===== Task inputs
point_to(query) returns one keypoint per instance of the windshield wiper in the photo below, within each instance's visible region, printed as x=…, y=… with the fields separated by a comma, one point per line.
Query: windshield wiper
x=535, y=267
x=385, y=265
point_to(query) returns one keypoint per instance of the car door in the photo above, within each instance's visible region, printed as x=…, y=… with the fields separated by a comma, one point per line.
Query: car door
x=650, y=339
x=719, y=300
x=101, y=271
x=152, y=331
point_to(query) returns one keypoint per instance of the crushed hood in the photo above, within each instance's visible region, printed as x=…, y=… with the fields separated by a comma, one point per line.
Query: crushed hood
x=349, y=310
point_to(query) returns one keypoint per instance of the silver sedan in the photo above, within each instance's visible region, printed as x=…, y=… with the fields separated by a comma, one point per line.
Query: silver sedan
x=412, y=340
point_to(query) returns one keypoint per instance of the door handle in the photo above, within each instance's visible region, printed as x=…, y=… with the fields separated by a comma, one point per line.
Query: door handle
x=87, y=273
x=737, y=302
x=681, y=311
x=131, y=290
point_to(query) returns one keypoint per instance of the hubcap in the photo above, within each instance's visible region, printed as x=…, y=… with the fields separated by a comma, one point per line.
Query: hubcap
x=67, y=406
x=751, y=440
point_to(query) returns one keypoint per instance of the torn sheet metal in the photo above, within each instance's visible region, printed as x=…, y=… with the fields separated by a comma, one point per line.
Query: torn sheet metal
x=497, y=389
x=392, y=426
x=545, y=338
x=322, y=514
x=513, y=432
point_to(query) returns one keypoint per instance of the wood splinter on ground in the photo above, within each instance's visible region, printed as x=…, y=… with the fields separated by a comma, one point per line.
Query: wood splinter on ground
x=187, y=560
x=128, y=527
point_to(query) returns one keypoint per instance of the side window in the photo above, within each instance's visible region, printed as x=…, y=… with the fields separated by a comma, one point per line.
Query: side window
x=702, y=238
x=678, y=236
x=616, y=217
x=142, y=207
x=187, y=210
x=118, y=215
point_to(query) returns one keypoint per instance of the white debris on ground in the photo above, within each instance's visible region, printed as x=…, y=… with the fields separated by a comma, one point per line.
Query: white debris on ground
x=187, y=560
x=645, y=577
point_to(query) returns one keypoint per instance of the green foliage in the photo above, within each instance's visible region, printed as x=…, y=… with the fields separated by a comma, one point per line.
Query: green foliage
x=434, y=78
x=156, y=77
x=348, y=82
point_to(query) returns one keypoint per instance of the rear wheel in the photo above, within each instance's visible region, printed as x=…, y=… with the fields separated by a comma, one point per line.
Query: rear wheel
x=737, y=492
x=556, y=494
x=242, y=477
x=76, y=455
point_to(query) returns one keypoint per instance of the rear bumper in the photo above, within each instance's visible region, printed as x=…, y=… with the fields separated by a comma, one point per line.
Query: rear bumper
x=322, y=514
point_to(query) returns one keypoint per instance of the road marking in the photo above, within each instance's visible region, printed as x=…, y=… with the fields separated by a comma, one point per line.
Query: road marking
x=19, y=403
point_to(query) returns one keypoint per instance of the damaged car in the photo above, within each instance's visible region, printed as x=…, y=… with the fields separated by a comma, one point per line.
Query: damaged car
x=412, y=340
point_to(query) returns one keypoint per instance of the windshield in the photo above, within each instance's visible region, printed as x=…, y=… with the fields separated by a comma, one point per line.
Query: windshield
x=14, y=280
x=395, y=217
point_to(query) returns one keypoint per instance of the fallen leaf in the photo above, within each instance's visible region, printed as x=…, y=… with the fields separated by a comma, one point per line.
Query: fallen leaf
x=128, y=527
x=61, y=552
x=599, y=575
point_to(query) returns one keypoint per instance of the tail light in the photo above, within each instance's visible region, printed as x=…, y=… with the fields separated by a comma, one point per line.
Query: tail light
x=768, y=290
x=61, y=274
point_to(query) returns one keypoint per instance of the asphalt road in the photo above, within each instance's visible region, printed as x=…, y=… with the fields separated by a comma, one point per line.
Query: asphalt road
==========
• Task instructions:
Starting with the line that contains "point_to(query) returns one keypoint per instance of the asphalt" and continuing through the end of the rows above, render those lines as a numbered list, skipping any blank lines.

• Written answer:
1. point_to(query) returns one keypoint per instance of the asphalt road in the photo above, within each instance's visible region, printed as x=…, y=… with the fields separated by a comma, one point per line.
2. Query: asphalt road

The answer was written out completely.